Text section.
4 Common Mistakes I See People Make in Doing Keyword Research for SEO

Mike Friedman 🎓
Mike's Tuesday Tips:
These are a few common mistakes I see people make in doing keyword research for Search Engine Optimization (SEO).
Mistake 1: Only targeting keywords with X number of searches per month.
I commonly see people say to look for at least 1000 searches per month. Whatever the number is, this thinking ignores two very important factors: buyer intent and what you are selling.
I don't think I need to explain buyer intent to anyone here. What I mean by what you are selling is simple.
What if the lifetime value of one customer/conversion is $10,000? Do you really care about search volume then?
I'm going after any keyword where the buyer intent is high. I don't care if it gets 10 searches per month. I just need one conversion each month and that will generate a 6 figure revenue stream.
Now on the other hand, if you are building a made-for-AdSense type site, then yes, search volume is going to matter a whole lot more. In fact, I would probably ignore anything less than 10,000 searches per month as a primary keyword.
Mistake 2: Looking at the number of results in the search index.
I covered this one before in another Tuesday Tip, but it is worth mentioning again. The number of results in the search index has absolutely nothing to do with the level of competition for a keyword. It does not matter if there are 100,000 results or 100,000,000 results.
All that matters is the strength of the top 3 pages (or in really high search volume keywords maybe top 5). If you can beat #3, then #4 through 100,000,000 do not matter.

Extracted data.

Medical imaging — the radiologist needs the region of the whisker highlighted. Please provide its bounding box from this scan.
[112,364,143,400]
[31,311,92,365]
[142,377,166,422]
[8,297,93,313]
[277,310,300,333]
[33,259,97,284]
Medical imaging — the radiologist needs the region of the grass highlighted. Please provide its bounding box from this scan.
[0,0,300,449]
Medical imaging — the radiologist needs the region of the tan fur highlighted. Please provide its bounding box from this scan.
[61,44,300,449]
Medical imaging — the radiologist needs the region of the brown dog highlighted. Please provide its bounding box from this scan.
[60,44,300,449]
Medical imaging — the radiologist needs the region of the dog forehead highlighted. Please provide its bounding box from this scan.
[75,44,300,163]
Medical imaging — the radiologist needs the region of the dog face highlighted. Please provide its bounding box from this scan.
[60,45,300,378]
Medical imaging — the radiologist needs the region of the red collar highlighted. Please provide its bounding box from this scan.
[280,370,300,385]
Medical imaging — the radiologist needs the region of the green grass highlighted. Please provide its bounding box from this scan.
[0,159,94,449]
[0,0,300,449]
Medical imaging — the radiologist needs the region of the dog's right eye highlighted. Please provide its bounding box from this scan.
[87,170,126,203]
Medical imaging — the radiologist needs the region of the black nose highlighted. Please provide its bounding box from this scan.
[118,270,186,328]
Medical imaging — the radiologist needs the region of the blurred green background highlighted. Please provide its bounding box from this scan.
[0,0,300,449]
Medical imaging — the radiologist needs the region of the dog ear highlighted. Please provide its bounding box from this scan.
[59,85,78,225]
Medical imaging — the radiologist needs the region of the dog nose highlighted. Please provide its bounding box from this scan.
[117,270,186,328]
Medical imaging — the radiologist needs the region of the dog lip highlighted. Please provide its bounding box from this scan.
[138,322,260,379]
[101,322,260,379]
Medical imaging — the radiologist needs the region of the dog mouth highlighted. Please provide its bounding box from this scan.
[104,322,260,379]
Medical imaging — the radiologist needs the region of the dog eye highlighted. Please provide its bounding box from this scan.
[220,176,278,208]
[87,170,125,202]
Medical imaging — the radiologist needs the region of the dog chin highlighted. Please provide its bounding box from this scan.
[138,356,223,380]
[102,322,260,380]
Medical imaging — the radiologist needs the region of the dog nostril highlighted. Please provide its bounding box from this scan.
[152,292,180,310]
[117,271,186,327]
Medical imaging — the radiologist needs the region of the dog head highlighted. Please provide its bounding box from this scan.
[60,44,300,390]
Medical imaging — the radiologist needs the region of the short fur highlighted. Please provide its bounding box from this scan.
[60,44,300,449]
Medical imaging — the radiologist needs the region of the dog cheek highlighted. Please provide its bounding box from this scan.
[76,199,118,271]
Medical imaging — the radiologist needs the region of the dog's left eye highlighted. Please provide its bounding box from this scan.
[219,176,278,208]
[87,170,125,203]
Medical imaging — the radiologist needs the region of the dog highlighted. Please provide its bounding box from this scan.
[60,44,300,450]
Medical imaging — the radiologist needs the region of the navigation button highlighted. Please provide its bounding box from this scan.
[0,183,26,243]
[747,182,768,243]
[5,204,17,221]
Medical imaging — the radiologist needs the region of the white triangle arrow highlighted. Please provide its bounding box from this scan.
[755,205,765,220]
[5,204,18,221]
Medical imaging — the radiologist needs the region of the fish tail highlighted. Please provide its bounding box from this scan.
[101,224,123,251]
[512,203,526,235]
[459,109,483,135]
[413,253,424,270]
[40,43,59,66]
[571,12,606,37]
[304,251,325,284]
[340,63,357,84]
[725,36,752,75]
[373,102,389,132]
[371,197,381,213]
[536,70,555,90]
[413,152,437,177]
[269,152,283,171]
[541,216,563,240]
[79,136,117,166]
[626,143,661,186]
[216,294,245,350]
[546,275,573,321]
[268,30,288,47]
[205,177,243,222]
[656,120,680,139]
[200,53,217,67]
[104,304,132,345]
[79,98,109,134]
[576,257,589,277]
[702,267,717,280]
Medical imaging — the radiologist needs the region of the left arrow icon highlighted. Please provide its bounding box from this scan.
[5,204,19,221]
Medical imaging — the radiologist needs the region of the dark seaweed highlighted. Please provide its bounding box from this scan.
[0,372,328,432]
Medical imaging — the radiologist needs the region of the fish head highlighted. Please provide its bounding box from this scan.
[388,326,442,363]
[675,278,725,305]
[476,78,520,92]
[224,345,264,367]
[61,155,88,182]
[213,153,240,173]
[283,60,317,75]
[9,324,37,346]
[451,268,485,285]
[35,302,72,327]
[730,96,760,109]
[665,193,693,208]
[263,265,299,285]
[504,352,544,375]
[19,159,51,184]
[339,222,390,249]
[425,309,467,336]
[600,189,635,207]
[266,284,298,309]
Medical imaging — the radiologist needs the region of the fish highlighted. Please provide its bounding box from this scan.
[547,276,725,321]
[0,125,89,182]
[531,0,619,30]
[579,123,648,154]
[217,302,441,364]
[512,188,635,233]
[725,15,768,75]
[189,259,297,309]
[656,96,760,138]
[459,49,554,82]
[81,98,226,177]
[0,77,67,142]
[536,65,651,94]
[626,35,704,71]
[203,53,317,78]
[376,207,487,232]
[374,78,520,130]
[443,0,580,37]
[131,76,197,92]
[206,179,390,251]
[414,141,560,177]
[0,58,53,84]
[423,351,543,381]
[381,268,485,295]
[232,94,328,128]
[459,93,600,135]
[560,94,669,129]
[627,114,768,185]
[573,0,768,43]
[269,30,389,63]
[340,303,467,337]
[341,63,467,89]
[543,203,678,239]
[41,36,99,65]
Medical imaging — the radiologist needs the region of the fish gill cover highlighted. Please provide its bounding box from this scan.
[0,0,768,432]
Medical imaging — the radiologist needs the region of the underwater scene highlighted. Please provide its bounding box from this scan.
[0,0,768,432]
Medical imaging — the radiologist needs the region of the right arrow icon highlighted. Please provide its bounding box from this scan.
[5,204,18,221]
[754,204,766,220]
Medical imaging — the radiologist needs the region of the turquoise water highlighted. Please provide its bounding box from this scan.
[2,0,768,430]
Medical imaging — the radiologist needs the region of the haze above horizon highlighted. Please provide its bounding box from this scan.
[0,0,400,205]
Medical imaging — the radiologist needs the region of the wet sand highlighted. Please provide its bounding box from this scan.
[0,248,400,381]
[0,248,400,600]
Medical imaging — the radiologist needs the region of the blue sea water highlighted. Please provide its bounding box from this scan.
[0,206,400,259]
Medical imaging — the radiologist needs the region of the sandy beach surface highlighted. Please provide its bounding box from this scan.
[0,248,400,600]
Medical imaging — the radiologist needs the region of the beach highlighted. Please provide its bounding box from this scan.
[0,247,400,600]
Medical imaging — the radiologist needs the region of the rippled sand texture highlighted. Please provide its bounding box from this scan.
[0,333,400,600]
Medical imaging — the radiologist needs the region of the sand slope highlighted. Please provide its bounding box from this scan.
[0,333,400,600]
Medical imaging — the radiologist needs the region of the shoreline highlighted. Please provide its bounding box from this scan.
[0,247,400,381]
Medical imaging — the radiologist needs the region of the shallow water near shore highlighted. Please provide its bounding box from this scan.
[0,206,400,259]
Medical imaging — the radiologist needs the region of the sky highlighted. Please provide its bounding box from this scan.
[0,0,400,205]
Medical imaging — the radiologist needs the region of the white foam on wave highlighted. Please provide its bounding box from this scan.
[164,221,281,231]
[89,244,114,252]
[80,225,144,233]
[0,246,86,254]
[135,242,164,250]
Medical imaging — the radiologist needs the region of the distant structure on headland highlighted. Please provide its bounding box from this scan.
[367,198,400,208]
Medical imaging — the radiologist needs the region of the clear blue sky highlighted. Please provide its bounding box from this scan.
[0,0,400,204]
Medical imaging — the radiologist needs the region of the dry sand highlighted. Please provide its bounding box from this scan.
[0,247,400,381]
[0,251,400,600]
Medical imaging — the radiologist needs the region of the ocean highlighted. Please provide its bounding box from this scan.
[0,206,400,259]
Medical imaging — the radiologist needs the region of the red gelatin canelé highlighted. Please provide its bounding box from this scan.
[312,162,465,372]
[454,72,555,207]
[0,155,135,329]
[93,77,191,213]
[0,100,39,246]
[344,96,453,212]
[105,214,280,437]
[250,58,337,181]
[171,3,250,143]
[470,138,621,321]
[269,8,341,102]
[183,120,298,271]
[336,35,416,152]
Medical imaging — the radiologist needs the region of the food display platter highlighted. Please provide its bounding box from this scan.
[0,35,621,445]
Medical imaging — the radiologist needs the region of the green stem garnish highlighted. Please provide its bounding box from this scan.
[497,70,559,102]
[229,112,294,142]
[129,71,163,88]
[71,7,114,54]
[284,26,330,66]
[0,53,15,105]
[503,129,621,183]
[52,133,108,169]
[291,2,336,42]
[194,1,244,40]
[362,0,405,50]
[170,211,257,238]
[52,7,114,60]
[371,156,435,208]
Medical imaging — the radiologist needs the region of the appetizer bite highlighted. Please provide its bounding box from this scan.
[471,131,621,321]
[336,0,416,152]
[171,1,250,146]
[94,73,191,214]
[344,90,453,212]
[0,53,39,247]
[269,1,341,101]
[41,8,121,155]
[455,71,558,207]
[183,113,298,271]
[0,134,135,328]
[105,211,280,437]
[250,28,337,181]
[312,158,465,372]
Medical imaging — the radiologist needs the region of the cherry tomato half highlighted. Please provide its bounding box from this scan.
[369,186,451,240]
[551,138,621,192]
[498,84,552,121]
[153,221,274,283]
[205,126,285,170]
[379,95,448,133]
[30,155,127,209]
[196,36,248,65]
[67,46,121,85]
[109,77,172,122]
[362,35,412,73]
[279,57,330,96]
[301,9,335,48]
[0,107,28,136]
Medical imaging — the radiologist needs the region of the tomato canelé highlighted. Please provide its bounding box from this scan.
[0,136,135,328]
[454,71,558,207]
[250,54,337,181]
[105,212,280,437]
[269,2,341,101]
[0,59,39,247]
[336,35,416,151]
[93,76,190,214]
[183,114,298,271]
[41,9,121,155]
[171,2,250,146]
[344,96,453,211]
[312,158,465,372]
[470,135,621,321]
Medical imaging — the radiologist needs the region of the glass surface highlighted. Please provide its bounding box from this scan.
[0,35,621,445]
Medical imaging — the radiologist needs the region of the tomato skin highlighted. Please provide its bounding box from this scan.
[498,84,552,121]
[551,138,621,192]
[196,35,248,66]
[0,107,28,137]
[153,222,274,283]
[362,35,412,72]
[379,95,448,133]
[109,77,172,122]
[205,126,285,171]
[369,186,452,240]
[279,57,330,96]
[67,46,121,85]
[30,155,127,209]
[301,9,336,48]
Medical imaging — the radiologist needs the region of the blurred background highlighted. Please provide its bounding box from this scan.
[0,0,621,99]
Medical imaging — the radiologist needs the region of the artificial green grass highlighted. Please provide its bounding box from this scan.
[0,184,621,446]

Task requirements. Summarize the keyword research text in two sentences.

Response. One mistake is targeting only keywords above a set monthly search count, which ignores buyer intent and what you are selling: when one customer is worth $10,000, a high-intent keyword with 10 searches a month is worth pursuing, though volume matters much more for a made-for-AdSense site. Another mistake is looking at the number of results in the search index, which has nothing to do with competition, since only the strength of the top 3 pages (or top 5 for very high-volume keywords) matters.